**Written problem:**
Output every one of the records below as a numbered list, leaving out any blank lines.

**Records for the exercise:**
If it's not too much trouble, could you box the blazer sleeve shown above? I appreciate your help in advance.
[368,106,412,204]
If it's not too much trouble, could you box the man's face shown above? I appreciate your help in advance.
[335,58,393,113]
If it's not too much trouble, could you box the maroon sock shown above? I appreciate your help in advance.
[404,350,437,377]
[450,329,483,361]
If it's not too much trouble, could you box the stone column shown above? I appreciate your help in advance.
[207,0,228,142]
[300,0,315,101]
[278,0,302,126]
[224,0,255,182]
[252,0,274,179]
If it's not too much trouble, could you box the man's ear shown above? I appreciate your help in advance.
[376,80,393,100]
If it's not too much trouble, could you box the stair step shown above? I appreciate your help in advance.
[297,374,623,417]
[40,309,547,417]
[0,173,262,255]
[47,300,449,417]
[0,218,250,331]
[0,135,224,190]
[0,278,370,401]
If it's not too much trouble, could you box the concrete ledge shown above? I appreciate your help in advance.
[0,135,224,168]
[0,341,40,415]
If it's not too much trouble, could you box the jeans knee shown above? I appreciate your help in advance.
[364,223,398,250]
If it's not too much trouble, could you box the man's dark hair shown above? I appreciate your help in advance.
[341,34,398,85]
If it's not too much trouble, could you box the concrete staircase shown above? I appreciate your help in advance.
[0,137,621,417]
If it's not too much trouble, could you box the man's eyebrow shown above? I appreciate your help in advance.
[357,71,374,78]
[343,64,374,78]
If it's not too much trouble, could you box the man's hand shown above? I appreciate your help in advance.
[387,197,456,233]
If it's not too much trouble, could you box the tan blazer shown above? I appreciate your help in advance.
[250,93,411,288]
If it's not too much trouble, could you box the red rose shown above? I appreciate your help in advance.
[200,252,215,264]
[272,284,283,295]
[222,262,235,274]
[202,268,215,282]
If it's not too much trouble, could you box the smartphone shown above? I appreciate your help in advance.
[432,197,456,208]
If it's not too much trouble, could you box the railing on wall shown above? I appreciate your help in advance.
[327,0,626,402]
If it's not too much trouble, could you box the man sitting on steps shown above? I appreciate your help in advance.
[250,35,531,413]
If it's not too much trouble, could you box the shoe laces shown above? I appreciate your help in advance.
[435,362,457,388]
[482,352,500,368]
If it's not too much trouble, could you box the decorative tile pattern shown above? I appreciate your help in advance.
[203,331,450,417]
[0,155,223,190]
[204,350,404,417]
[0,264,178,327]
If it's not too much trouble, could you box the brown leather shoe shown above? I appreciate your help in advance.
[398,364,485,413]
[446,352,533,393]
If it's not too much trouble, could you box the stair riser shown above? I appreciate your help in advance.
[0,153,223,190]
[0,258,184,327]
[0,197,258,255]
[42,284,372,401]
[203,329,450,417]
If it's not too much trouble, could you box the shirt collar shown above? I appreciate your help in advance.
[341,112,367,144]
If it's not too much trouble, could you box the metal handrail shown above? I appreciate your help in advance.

**Problem solution:**
1. If it's not too much trouble, could you box the blazer sleeve shown above? I appreciate your help in advance.
2. [368,106,412,204]
3. If it's not too much trouble, could you box the man's face shown above? I appreciate your help in advance.
4. [335,58,393,113]
5. If it's not too much trouble, could you box the maroon sock shown above? I appreciate your help in advance.
6. [404,350,437,377]
7. [450,329,483,361]
8. If it's not too much trouble, could you box the stone column shown above? I appreciate your help in advance.
9. [207,0,228,142]
10. [300,0,315,101]
11. [278,0,302,126]
12. [224,0,255,182]
13. [252,0,274,179]
14. If it's not too much trouble, could you box the man's ear shown above? I appreciate your help in advance.
15. [376,80,393,100]
16. If it's not too much trouble, could you box the stair step shown above? I appreciate your help in advance.
17. [297,374,623,417]
18. [40,309,547,417]
19. [0,173,262,255]
20. [47,300,449,417]
21. [0,218,250,331]
22. [0,135,224,190]
23. [0,278,370,401]
24. If it's not too much trouble, could you box the concrete ledge shown above? I appreciate your help in advance.
25. [0,135,224,168]
26. [0,341,40,415]
27. If it's not too much trouble, could you box the jeans knee shown above? I appreciate your help in advance.
28. [364,223,398,250]
29. If it's not too much trouble, could you box the man's dark hair shown above? I appreciate your help in advance.
30. [341,34,398,85]
31. If it's not too much trouble, could you box the concrete staircase shown above? I appreciate your help in advance.
32. [0,137,621,417]
33. If it's not too much trouble, could you box the man's eyebrow shown above? I appreciate your help in advance.
34. [357,71,374,78]
35. [343,64,374,78]
36. If it's not too much trouble, could you box the man's hand shown above? I appreciate your help in advance.
37. [387,197,456,233]
38. If it's not too much trouble, could you box the tan blazer shown above? I appreciate your help in advance.
39. [250,93,411,288]
40. If it's not too much trouble, could you box the red rose shown above? I appreciate your help in advance.
41. [200,252,215,264]
42. [272,284,283,295]
43. [222,262,235,274]
44. [202,268,215,282]
45. If it's not too much trouble, could you box the smartphone shown above? I appreciate your help in advance.
46. [432,197,456,208]
47. If it's not too much trouble, could you box the railing on wall shown above? I appreciate your help in advance.
48. [327,0,626,402]
49. If it's not too much trouble, could you box the man sitting on steps shown above? I appreciate your help in advance.
50. [250,35,531,413]
51. If it's not too much trouble, could you box the shoe laces shown above? I appreciate your help in advance.
52. [435,362,457,388]
53. [482,352,500,368]
54. If it's not too much trouble, could you box the decorative tile pattern shown above? I appreciate your help in advance.
55. [203,331,450,417]
56. [0,155,223,190]
57. [204,350,404,417]
58. [0,264,178,327]
59. If it's not too much trouble, could you box the brown leather shoe shown above? I appreciate your help in advance.
60. [398,364,485,413]
61. [446,352,533,393]
62. If it's not too much trouble, could you box the stair riser shown above? I appreciate your help in advance.
63. [0,153,223,190]
64. [0,258,184,327]
65. [0,197,258,255]
66. [42,284,372,401]
67. [203,329,450,417]
68. If it's not too much trouble, could you box the shirt collar shown above? I appreciate your help in advance.
69. [341,112,367,144]
70. If it's not too much trouble, could you box the metal handrail shown above? I appreciate your help in advance.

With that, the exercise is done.